| Sumber |
****
PRESIDEN BUKAN SEMBARANG

Presiden Reformasi Indonesia bukan sembarang Presiden. Sejak bangkitnya
bangsa Indonesia melalui Reformasi 1998, kalau ada seorang Presiden
terpilih, jangan dipikir itu sekedar hasil Pilpres satu hari hari, melainkan
ujung dari sebuah proses panjang. Itu puncak eskalasi struktural dari
tingkat masyarakat RT hingga ke puncak kursi kenegaraan.


Bangsa Indonesia sudah memiliki pengalaman peradaban selama berpuluh-puluh
abad untuk memilih pemimpinnya. Pemilihan Presiden di abad 21 ini jauh lebih
sederhana karena sekedar melibatkan penduduk atau warganegara. Sedangkan
pengalaman sejarah bangsa Indonesia pernah membawa mereka memilih pemimpin
tertingginya dengan melibatkan Nyi Roro Kidul, Walisongo, ruh-ruh leluhur,
pasukan lebah, lembu atau kerbau, bahkan untuk sebagian secara
sembunyi-sembunyi juga melibatkan masyarakat rekanan hidup manusia yang
dikenal dengan nama Jin.
****
| Catatan dataset |

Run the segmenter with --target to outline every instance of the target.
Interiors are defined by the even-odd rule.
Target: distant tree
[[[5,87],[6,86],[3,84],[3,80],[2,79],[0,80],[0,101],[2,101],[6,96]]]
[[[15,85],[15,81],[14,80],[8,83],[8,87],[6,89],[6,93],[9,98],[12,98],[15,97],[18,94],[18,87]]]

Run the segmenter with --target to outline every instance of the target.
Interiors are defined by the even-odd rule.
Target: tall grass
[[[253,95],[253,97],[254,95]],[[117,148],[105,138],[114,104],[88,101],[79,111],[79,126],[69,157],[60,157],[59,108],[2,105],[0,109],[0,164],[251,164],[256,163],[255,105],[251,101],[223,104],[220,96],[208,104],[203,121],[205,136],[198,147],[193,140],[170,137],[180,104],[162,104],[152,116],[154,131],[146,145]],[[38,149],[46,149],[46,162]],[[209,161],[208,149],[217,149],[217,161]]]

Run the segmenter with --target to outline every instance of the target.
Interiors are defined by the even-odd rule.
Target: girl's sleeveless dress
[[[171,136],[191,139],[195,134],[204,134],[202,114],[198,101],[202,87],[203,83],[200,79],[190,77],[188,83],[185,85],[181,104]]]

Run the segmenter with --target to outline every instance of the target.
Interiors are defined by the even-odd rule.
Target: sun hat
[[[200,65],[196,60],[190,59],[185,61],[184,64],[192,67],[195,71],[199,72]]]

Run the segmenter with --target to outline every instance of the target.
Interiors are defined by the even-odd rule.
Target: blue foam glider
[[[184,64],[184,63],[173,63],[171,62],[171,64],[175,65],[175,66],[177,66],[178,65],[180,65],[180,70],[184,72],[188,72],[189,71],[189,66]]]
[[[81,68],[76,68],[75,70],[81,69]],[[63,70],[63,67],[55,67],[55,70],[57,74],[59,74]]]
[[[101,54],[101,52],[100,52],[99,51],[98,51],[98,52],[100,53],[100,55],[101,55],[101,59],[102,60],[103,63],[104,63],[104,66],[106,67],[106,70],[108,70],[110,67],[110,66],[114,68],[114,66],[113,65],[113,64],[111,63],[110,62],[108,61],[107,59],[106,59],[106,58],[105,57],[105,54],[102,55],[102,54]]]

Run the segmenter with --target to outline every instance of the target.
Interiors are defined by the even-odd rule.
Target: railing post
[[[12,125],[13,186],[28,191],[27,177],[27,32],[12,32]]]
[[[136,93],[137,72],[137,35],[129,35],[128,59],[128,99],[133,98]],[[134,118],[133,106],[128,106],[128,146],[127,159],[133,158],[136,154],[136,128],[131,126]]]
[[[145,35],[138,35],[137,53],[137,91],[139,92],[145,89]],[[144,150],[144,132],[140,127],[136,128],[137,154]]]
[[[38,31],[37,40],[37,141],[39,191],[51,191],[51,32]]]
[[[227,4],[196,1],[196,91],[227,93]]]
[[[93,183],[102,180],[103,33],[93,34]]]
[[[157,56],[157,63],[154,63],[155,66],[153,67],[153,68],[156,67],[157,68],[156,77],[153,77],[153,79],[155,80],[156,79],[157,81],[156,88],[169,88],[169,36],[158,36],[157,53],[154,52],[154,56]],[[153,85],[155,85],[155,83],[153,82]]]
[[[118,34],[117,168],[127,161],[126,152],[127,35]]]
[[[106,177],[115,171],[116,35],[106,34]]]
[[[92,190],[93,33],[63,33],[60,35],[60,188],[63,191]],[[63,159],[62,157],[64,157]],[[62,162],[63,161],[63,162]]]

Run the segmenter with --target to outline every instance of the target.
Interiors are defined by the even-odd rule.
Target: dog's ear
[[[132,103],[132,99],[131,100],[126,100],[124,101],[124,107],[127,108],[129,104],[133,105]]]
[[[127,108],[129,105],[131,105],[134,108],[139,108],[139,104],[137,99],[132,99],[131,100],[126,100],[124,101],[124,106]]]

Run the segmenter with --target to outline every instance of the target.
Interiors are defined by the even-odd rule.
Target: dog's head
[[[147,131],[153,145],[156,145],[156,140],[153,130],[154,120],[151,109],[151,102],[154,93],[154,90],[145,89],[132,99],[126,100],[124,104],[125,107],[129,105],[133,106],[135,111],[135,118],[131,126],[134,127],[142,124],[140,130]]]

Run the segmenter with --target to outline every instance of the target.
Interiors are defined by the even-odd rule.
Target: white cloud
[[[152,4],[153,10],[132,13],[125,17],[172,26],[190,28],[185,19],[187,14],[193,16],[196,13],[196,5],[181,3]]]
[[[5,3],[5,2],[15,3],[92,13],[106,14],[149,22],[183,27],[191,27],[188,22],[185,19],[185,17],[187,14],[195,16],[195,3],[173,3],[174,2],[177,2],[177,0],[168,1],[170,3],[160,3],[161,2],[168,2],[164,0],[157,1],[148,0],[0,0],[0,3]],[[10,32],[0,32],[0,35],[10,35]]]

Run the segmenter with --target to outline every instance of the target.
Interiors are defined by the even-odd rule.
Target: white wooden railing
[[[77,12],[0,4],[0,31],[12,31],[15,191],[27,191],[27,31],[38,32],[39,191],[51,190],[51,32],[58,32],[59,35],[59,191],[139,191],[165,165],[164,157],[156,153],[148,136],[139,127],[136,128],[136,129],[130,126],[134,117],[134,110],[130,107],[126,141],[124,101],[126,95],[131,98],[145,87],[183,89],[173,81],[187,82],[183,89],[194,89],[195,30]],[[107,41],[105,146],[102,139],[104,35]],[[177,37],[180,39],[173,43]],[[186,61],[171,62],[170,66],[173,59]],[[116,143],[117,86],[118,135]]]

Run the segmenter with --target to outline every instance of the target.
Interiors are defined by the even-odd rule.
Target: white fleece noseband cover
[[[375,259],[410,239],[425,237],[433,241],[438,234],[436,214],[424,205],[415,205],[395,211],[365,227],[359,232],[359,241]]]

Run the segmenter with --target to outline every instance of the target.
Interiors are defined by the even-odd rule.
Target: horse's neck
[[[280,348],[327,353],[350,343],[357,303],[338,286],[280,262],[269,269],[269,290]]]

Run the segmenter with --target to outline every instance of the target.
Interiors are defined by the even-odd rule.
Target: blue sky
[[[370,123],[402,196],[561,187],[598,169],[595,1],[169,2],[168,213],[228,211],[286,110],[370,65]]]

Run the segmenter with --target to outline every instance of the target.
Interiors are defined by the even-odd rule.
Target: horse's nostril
****
| Yang perlu dikerjakan |
[1] Kutip bagian teks sumber dari "Bangsa Indonesia sudah" sampai "dengan nama Jin.", sama persis dengan aslinya.
[2] Apakah pernyataan di bawah ini sesuai dengan teks sumber? Jawab ya atau tidak untuk masing-masing, lalu kutip kata-kata dari teks yang jadi penentunya.
(a) Pemilihan Presiden di abad 21 disebut lebih sederhana.
(b) Presiden terpilih disebut hanya hasil Pilpres satu hari.
(c) Dalam sejarahnya, bangsa Indonesia pernah melibatkan Walisongo saat memilih pemimpin tertinggi.
[3] Tulis ulang paragraf dalam teks sumber yang diawali "Bangsa Indonesia sudah memiliki" dalam bentuk daftar singkat, dengan tetap memuat fakta utamanya.

| Jawaban berurutan |
[1]
Bangsa Indonesia sudah memiliki pengalaman peradaban selama berpuluh-puluh
abad untuk memilih pemimpinnya. Pemilihan Presiden di abad 21 ini jauh lebih
sederhana karena sekedar melibatkan penduduk atau warganegara. Sedangkan
pengalaman sejarah bangsa Indonesia pernah membawa mereka memilih pemimpin
tertingginya dengan melibatkan Nyi Roro Kidul, Walisongo, ruh-ruh leluhur,
pasukan lebah, lembu atau kerbau, bahkan untuk sebagian secara
sembunyi-sembunyi juga melibatkan masyarakat rekanan hidup manusia yang
dikenal dengan nama Jin.

[2]
(a) Ya: "Pemilihan Presiden di abad 21 ini jauh lebih sederhana karena sekedar melibatkan penduduk atau warganegara."
(b) Tidak: "ujung dari sebuah proses panjang"
(c) Ya: "melibatkan Nyi Roro Kidul, Walisongo, ruh-ruh leluhur"

[3]
- Bangsa Indonesia punya pengalaman berpuluh-puluh abad dalam memilih pemimpinnya.
- Pemilihan Presiden di abad 21 jauh lebih sederhana karena hanya melibatkan penduduk atau warganegara.
- Dulu pemilihan pemimpin tertinggi pernah melibatkan Nyi Roro Kidul, Walisongo, ruh-ruh leluhur, pasukan lebah, serta lembu atau kerbau.
- Sebagian juga diam-diam melibatkan Jin.